Reading passage |
--------------------------------

# HELP downloading driver for Graphtec Craft Robo Pro



## llb4smith (May 10, 2010)

I just bought this equipment and am having trouble downloading the driver. (the CD it came with said it was not compatable with my Windows 7). I went to graphtecamerica.com and was able to successfully download the Robo Master and Cutting Plotter Controller however the 64 bit driver will not download properly. We have tried several times, also disabled my Mcafee and tried to to download and still will not work.

My plotter test worked great, the robo master works except the "cut" icon is not active and when I try to send art to the plotter it says the driver needs to be installed. I have been on the phone with Graphtec today for several hours and he seems stumped. 

Any suggestions?? This is so frustrating. I am using an Hp laptop w/ windows 7.

Any help would be greatly appreciated. Let me know if you need further information.
Thanks,
Lisa


----------



## Nick Horvath (Feb 26, 2010)

Can they send you a CD?


----------



## llb4smith (May 10, 2010)

Ok, finally got it!! Spoke to another tech support guy this morning and it was a matter of getting the device properly located and recognized on my computer. 

Now, I just need to learn how to use this thing.

Thanks,
Lisa


----------



## jamesb480 (Mar 25, 2008)

Hi,
Lisa, i am having the exact problem you had. what did the second tech tell you to do that fixed it. I have two computers one vista and one xp but i would like to have at least one 64bit windows 7 machine as backup.

Thanks


----------



## archproject (Dec 31, 2009)

jamesb480 said:


> Hi,
> Lisa, i am having the exact problem you had. what did the second tech tell you to do that fixed it. I have two computers one vista and one xp but i would like to have at least one 64bit windows 7 machine as backup.

--------------------------------

Jobs |
(a) In the Craft Robo Pro driver thread, why did Lisa not install the driver from the CD that came with the equipment?
(b) Summarize the Craft Robo Pro driver thread in two sentences.
(c) Resume the Craft Robo Pro driver thread from the point where it stops.

--------------------------------

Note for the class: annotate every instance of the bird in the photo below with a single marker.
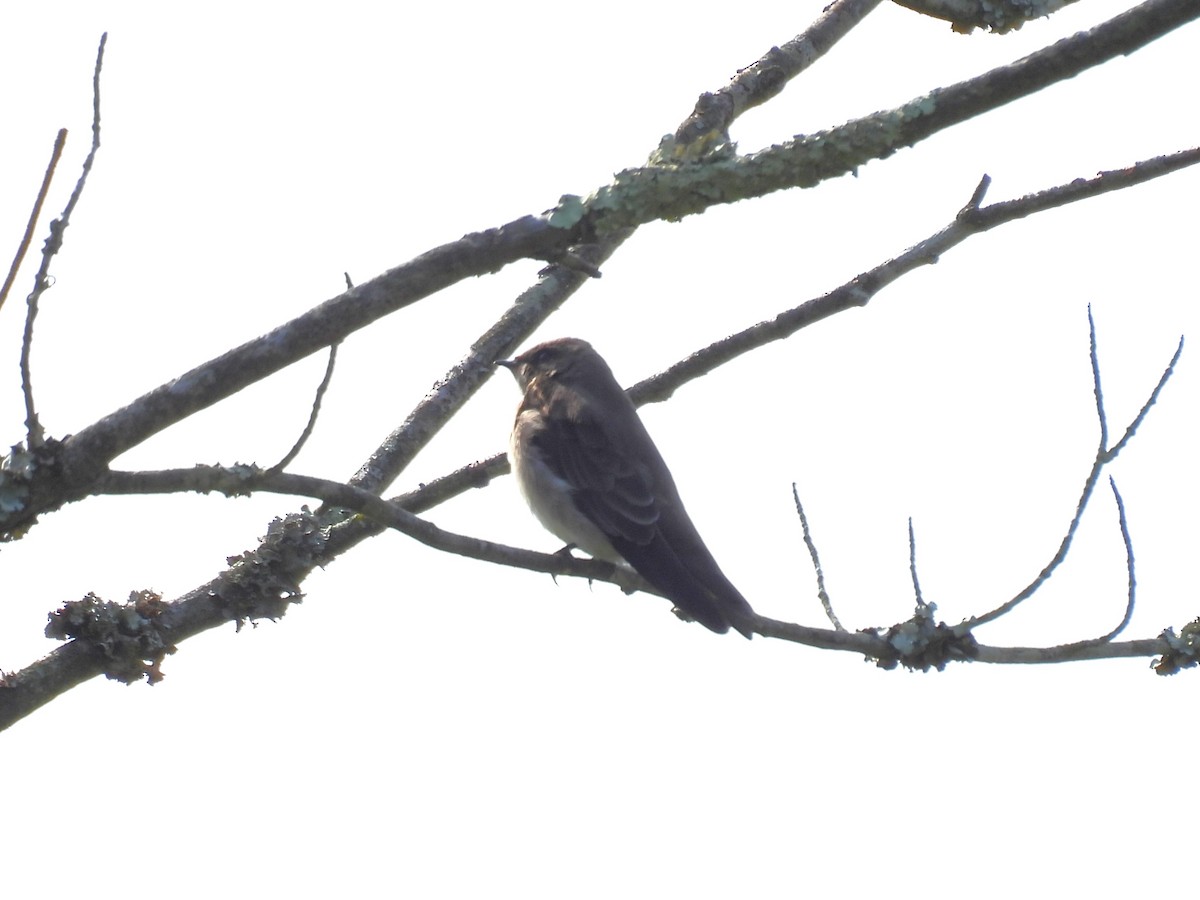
(593, 477)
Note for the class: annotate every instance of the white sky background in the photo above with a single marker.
(430, 726)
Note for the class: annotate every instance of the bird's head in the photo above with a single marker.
(563, 360)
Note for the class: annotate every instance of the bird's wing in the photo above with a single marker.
(616, 491)
(611, 489)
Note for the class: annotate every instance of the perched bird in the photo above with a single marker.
(591, 473)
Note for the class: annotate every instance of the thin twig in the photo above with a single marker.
(1153, 399)
(912, 564)
(35, 433)
(1129, 564)
(1103, 457)
(34, 215)
(312, 414)
(1096, 382)
(822, 594)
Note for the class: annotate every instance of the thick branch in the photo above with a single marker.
(671, 192)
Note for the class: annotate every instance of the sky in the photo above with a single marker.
(430, 726)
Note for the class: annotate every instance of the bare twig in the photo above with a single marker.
(35, 433)
(1129, 565)
(34, 215)
(1153, 399)
(822, 594)
(312, 415)
(1103, 457)
(912, 564)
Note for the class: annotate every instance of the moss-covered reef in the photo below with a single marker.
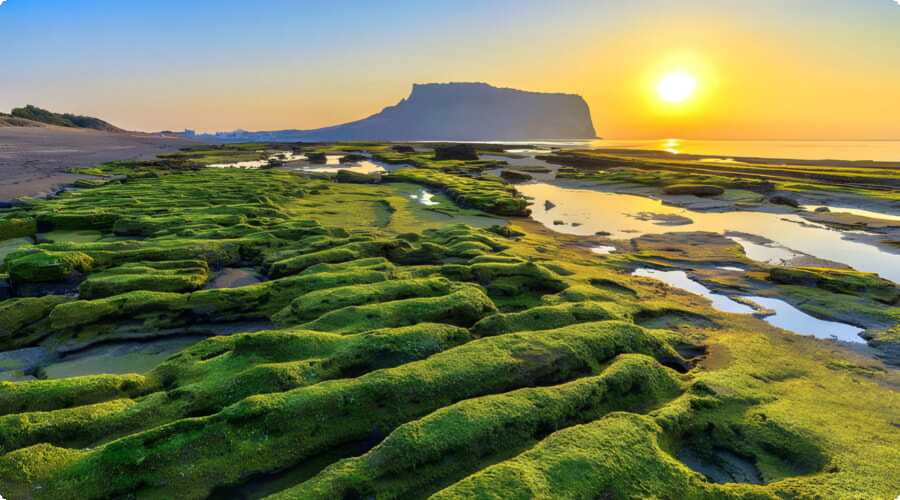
(503, 362)
(874, 179)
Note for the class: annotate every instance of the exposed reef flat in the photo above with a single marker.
(409, 355)
(34, 161)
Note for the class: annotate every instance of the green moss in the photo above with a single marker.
(48, 395)
(171, 276)
(847, 282)
(314, 304)
(226, 445)
(487, 193)
(617, 455)
(547, 317)
(11, 227)
(17, 314)
(463, 307)
(457, 440)
(31, 465)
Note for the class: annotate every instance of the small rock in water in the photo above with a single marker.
(784, 200)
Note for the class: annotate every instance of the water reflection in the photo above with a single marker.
(586, 212)
(790, 318)
(785, 315)
(679, 279)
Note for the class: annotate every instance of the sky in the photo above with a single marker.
(765, 69)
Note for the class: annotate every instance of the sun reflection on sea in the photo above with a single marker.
(671, 146)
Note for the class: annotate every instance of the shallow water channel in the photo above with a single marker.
(584, 211)
(785, 315)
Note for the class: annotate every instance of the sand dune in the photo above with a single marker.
(34, 160)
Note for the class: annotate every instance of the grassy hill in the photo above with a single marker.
(31, 116)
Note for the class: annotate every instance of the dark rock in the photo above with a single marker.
(694, 189)
(513, 176)
(463, 152)
(351, 177)
(455, 112)
(506, 231)
(24, 361)
(784, 200)
(765, 187)
(316, 158)
(6, 289)
(353, 158)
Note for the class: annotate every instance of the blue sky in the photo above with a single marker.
(269, 64)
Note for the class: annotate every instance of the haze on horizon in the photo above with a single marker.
(767, 69)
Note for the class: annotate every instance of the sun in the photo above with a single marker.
(676, 87)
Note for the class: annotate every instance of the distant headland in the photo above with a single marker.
(451, 112)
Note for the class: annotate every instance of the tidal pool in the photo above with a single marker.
(785, 315)
(790, 318)
(424, 197)
(679, 279)
(118, 357)
(586, 212)
(853, 211)
(283, 156)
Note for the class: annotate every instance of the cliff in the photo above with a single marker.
(457, 112)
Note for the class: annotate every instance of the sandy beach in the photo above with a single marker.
(34, 160)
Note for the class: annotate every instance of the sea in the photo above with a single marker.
(795, 150)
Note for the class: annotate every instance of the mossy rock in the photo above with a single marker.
(694, 189)
(14, 227)
(846, 282)
(38, 265)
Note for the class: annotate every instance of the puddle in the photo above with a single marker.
(786, 316)
(11, 245)
(603, 250)
(721, 466)
(679, 279)
(768, 254)
(263, 485)
(424, 197)
(790, 318)
(596, 211)
(234, 278)
(282, 156)
(853, 211)
(118, 357)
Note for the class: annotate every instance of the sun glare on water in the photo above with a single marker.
(676, 87)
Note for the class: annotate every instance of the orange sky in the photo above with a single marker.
(766, 69)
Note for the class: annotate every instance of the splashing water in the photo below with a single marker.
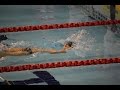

--------------------------------

Answers to the problems |
(a) The CD said it was not compatible with Lisa's Windows 7.

(b) Lisa could not get the 64-bit driver for a newly bought Graphtec Craft Robo Pro to download on an HP laptop running Windows 7, so the "cut" icon in Robo Master stayed inactive, and several hours on the phone with Graphtec did not solve it. Lisa later reported that a second tech support person fixed the problem by getting the device properly located and recognized on the computer, and another member then asked what that tech had said to do.

(c)
> 
> Thanks


Yes Lisa what did they tell you to do ? I am having the same problem but on a 32bit laptop windows 7. I don't even see the graphtec ce5000 40 in my printer list. 

Please help us


----------



## tshirthippie (Jul 25, 2010)

I had same problem. What I found was, the driver installs 3 different versions. In the set up screen there is a drop down menu. Pick the correct driver and it will work fine.


----------



## archproject (Dec 31, 2009)

tshirthippie said:


> I had same problem. What I found was, the driver installs 3 different versions. In the set up screen there is a drop down menu. Pick the correct driver and it will work fine.


Thanks, 

I got it to display Graphtec CE5000-40 in my printer list heheheh ... I had uninstall everything and then the there will be a device in the UNSPECIFIED list and then just right-click that and click troubleshoot and it displayed it correctly in Printers list.


----------



## Reebok78 (Jun 7, 2011)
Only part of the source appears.